━━━━━ ESTRATTO DELLA PAGINA ━━━━━
Abbiamo, inoltre, cercato di rompere quel doloroso silenzio che circonda tutte le coppie colpite da un lutto perinatale. L’iniziativa Baby loss Awareness Day, giornata della consapevolezza sulla morte perinatale, è stata realizzata con l’allestimento di un laboratorio formativo per bambini e con l’allestimento del luogo dei battiti nella piazza principale della nostra comunità. E’ il luogo della memoria di quel dolore, ma anche il segno della condivisione da parte di tutta la comunità. Infine v’è stato il simbolo dell’onda di luce che unisce idealmente tutti i paesi del mondo.

Il progetto su cui il sodalizio è impegnato in questo periodo l’abbiamo denominato #diversaMENTE.  E’ un progetto di educazione alle differenze ed al rispetto delle diversità. E’ una sorta di laboratorio multidisciplinare di studio e di ricerca sulla diversità a partire da una rivisitazione critica del nostro pensiero e delle categorie mentali con cui rappresentiamo l’alterità. E’ un’esperienza dell’alterità etnica, della disabilità, della diversità socio-economica e della limitazione all’affettività ed alla sessualità. Vogliamo ragionare insieme sul ruolo che può avere l’educazione nel dare la speranza in un futuro in cui la comunità faccia tesoro delle differenze, anziché espellerle. Occorre costruire una alleanza tra tutti coloro che si occupano di educazione, la scuola, la famiglia, le istituzioni, il mondo associativo, per affrontare insieme il problema ed educare sia le nuove generazioni, sia il mondo degli adulti, al rispetto delle differenze.

Cos’è per te la disabilità, oltre che uno status clinico?

La disabilità è, prima di tutto, uno stereotipo mentale. Abbiamo costruito e continuiamo a costruire un mondo a misura della maggioranza perché, evidentemente, sono i grandi numeri a sostenere uno sviluppo fondato esclusivamente sulla crescita. Un modello di sviluppo globale fondato sulla crescita continua dei consumi che, ovviamente, esclude le differenze non abili perché poco produttive. Non parlo solo di macroeconomia, bensì della vita quotidiana delle persone disabili. In quante città c’è un bar a misura di non vedenti? In quante città c’è un cinema per non udenti? Quanti pub o negozi o biblioteche non hanno barriere architettoniche che permettono ad un diversamente abile di muoversi liberamente? Continuiamo a costruire città esclusivamente a misura dei cosiddetti normodotati. Perché nei gruppi di progetto dei piani territoriali non includiamo anche una persona disabile? Forse la sua esperienza potrebbe essere illuminante nell’esperienza di progettare la città. So bene che ci sono delle esperienze in tal senso, ma proprio perché esperienze di nicchia, non cambiano la quotidianità di migliaia di persone che ogni mattina hanno il semplice problema di attraversare una strada con un marciapiede senza rampe.
━━━━━
> [COMPITO 1] Secondo il testo su diversità e disabilità, perché il mondo viene costruito a misura della maggioranza? Risponda in una, due o tre frasi.
> [COMPITO 2] Indichi se le seguenti affermazioni concordano con il testo su diversità e disabilità. (a) Il luogo dei battiti è stato allestito nella piazza principale della comunità. (b) Il progetto #diversaMENTE intende educare al rispetto delle differenze soltanto le nuove generazioni. (c) Le esperienze di nicchia già esistenti hanno cambiato la quotidianità di migliaia di persone. Per ciascuna risponda sì o no e citi le parole decisive del testo.
> [COMPITO 3] Prosegua il testo su diversità e disabilità a partire dall’ultima frase riportata.
I record non hanno alcun ruolo in questo lavoro.
━━━━━ DATI RIPORTATI ━━━━━
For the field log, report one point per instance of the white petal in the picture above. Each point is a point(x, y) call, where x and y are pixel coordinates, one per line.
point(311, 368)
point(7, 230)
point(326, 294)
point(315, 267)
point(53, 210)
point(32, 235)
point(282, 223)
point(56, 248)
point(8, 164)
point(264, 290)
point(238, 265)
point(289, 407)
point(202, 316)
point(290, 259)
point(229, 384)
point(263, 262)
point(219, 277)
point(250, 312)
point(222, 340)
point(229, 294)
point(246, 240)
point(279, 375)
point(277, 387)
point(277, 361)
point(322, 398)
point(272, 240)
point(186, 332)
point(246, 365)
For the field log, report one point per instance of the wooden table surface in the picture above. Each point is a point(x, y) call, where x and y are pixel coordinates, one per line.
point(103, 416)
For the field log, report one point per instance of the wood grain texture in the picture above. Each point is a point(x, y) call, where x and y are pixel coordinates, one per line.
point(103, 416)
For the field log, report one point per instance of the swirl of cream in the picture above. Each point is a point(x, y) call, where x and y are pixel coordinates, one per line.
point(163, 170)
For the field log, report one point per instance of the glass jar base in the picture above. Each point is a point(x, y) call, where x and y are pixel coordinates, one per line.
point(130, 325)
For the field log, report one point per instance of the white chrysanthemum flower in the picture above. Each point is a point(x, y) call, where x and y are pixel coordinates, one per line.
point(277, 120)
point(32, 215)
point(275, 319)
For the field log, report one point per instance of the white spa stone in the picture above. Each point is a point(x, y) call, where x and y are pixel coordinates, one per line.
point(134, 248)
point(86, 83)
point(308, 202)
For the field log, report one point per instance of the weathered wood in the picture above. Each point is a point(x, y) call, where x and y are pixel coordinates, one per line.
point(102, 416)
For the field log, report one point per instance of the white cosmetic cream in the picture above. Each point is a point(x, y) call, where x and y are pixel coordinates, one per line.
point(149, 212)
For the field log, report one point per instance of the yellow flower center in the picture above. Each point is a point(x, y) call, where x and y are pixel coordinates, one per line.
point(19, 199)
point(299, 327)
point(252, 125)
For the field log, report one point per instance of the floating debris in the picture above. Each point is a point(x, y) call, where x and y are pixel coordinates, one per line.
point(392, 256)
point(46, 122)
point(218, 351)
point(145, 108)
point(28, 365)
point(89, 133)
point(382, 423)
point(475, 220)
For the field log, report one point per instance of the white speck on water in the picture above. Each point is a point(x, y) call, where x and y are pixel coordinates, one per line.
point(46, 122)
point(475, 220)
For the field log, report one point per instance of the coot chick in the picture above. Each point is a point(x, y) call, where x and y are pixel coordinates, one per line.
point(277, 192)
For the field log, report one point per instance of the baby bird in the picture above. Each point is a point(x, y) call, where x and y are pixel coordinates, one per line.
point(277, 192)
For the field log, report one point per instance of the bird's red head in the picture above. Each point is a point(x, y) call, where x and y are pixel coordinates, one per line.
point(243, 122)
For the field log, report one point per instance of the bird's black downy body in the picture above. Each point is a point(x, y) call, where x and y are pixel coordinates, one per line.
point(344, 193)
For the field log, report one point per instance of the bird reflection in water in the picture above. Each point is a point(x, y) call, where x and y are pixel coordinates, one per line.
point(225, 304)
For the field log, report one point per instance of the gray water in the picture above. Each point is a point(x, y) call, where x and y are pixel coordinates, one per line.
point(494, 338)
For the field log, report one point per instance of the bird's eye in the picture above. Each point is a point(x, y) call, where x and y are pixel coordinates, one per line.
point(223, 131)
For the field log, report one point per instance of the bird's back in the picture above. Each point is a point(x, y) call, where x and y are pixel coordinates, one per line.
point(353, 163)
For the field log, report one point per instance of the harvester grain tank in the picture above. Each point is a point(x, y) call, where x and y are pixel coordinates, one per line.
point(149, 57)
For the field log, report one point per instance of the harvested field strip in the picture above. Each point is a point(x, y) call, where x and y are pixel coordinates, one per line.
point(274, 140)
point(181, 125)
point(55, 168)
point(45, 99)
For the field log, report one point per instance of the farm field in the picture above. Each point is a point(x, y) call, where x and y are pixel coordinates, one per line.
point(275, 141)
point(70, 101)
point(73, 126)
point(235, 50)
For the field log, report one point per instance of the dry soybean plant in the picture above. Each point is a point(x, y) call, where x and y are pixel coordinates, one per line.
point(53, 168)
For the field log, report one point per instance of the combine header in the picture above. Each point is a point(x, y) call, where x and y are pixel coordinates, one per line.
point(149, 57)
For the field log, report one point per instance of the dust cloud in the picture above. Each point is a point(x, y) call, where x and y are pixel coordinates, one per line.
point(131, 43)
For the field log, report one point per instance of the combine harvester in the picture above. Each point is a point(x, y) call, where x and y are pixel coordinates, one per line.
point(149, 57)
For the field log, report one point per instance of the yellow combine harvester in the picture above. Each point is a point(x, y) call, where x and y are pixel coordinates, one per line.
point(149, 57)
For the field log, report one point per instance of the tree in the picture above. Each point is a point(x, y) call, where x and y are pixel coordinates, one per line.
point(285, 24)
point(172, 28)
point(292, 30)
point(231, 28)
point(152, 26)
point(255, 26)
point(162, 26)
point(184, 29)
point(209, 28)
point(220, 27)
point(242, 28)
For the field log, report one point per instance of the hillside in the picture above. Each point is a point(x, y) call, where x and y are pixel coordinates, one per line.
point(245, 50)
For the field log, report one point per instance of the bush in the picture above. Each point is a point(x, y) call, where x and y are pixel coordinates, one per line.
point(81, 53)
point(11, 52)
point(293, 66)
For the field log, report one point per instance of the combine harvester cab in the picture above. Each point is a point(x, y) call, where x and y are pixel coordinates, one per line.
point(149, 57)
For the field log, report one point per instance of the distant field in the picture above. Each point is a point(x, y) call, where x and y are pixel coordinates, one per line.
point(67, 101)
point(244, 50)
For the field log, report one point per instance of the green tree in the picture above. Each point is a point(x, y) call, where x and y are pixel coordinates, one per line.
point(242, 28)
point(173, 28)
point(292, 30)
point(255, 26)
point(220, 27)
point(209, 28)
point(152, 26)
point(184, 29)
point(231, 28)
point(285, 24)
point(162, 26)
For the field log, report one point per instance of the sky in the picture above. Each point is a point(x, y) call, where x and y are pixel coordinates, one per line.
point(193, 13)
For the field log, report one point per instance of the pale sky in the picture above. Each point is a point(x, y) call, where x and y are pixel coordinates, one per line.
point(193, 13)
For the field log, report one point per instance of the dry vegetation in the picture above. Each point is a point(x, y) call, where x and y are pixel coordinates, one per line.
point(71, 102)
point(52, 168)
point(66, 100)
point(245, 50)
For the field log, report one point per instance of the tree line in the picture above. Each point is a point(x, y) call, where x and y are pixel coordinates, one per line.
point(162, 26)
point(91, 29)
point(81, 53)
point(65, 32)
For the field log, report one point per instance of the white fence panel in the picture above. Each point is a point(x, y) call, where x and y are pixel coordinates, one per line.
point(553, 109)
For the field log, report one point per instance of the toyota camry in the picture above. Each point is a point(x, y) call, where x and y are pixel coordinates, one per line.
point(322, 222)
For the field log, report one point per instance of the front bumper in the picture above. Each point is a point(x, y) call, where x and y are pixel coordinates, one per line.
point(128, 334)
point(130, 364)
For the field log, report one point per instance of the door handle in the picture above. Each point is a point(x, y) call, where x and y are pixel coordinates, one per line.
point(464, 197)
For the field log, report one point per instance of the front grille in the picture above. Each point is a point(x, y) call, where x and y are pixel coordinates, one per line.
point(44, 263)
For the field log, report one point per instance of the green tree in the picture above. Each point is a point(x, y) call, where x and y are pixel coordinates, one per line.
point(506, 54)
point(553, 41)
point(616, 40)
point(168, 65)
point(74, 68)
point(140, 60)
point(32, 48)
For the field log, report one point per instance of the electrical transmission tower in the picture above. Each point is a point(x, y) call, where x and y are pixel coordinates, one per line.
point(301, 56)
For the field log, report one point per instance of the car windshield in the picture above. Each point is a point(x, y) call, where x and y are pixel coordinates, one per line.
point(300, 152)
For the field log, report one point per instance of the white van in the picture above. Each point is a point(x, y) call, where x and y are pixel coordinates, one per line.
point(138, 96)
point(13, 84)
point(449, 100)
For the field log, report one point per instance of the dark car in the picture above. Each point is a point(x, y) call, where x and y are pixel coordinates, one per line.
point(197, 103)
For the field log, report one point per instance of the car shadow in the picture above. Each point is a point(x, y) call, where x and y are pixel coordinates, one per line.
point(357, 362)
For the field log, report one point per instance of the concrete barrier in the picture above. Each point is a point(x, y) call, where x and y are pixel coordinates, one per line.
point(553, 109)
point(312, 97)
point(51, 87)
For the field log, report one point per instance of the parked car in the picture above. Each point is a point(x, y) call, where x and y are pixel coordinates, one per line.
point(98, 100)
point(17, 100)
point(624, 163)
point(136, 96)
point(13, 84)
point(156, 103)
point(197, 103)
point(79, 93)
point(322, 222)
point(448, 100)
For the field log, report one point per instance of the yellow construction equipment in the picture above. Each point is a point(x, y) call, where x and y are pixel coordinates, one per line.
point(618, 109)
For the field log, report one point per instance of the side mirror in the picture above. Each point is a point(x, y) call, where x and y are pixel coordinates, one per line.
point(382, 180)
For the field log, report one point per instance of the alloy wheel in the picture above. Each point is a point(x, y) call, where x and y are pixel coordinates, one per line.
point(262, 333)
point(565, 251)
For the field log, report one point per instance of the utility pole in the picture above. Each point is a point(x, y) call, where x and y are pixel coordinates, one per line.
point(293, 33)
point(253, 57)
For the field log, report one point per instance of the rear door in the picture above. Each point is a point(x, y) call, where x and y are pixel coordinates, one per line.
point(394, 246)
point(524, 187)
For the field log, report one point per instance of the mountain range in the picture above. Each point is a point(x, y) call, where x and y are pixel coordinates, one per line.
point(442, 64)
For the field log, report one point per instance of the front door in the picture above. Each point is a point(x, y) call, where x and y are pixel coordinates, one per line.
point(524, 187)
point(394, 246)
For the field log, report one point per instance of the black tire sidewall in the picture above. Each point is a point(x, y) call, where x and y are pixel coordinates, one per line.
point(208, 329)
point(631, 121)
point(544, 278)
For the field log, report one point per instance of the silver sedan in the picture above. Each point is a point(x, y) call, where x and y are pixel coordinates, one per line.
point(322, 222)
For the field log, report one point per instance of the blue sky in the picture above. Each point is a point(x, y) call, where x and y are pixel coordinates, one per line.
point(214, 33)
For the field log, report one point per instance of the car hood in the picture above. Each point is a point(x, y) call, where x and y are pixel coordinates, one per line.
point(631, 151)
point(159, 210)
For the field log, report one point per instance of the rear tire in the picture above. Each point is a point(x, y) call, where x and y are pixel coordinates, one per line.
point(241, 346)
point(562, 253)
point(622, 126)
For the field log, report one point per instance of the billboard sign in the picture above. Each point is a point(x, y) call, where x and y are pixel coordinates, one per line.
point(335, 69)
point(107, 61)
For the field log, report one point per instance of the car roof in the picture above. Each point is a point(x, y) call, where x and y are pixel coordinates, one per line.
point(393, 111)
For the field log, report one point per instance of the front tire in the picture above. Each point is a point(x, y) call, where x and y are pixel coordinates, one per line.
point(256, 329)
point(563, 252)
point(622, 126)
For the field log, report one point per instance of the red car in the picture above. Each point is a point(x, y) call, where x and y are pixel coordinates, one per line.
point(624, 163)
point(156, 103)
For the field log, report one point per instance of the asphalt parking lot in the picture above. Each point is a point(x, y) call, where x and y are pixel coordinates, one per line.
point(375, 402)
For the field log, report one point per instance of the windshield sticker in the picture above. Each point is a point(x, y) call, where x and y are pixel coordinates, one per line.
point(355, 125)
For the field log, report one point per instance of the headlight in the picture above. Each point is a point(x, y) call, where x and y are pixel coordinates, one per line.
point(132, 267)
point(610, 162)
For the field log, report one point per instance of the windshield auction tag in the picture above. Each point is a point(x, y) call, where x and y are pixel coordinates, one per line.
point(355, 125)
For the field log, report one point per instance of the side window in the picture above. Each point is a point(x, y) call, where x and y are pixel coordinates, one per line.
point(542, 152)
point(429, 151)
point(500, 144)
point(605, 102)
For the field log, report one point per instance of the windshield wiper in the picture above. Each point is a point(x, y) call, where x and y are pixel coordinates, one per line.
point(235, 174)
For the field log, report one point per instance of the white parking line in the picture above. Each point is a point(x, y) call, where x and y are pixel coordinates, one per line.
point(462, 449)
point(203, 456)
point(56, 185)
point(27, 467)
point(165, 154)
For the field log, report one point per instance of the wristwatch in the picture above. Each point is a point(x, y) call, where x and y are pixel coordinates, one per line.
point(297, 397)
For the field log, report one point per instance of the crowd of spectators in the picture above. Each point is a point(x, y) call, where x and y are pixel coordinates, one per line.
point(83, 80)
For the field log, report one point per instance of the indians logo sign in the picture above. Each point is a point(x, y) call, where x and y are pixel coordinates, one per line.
━━━━━
> [RISPOSTA 1] Secondo il testo, il mondo viene costruito a misura della maggioranza perché sono i grandi numeri a sostenere uno sviluppo fondato esclusivamente sulla crescita. Tale modello, basato sulla crescita continua dei consumi, esclude le differenze non abili perché poco produttive.

> [RISPOSTA 2]
(a) Sì: «con l’allestimento del luogo dei battiti nella piazza principale della nostra comunità».
(b) No: «educare sia le nuove generazioni, sia il mondo degli adulti, al rispetto delle differenze».
(c) No: «proprio perché esperienze di nicchia, non cambiano la quotidianità di migliaia di persone».

> [RISPOSTA 3]
La disabilità è espulsa ed ignorata dalla cultura edonistica, tipica di gran parte della nostra società. La sostenibilità della disabilità è l’effetto di un cambiamento del paradigma culturale dominante e questo è possibile solo con una forza che nasce dal basso, dal sodalizio di liberi cittadini che costituiscono una sorta di controvalore fondato su un modello inclusivo che tenga conto delle minoranze, soprattutto economiche e contrasti la crescita a tutti i costi.

Cosa si intende per cohousing e come si arriva a realizzare un contesto ed una società sostenibili?

Il nostro impegno attuale può essere inscritto nell’alveo di due grandi tematiche. Da una parte c’è l’impegno informativo e formativo sulla diagnostica preconcezionale, prenatale e neonatale. Vorremmo che il maggior numero di coppie avesse una piena conoscenza diagnostica perché solo questo garantirebbe un cammino consapevole verso la maternità e la paternità.

Evidentemente la diagnostica medica e genetica non bastano se vi è ancora tanta disabilità e diversità. Noi crediamo che su questo tema possa svolgere un ruolo fondamentale una comunità solidale. Pensiamo ad una sorta di cohousing nel quale il concetto di abitare (habere: avere, possedere) non sia solo in riferimento alla casa, bensì alle regole sociali. Una sorta di riscrittura delle regole sociali al fine di trasformarle in “possesso” di tutti gli abitanti di quella comunità. Una riscrittura che riveda i criteri di definizioni della diversità e preveda criteri maggiormente inclusivi in cui, appunto, la diversità possa essere considerata un punto di forza e non un elemento da espellere. L’dea di cohousing esprime il senso dell’abitare insieme, del possedere insieme la città e le sue regole di vita. Esprime il senso di una comunità vivente, quasi avvolgente nei confronti di tutti i suoi abitanti, nessun escluso.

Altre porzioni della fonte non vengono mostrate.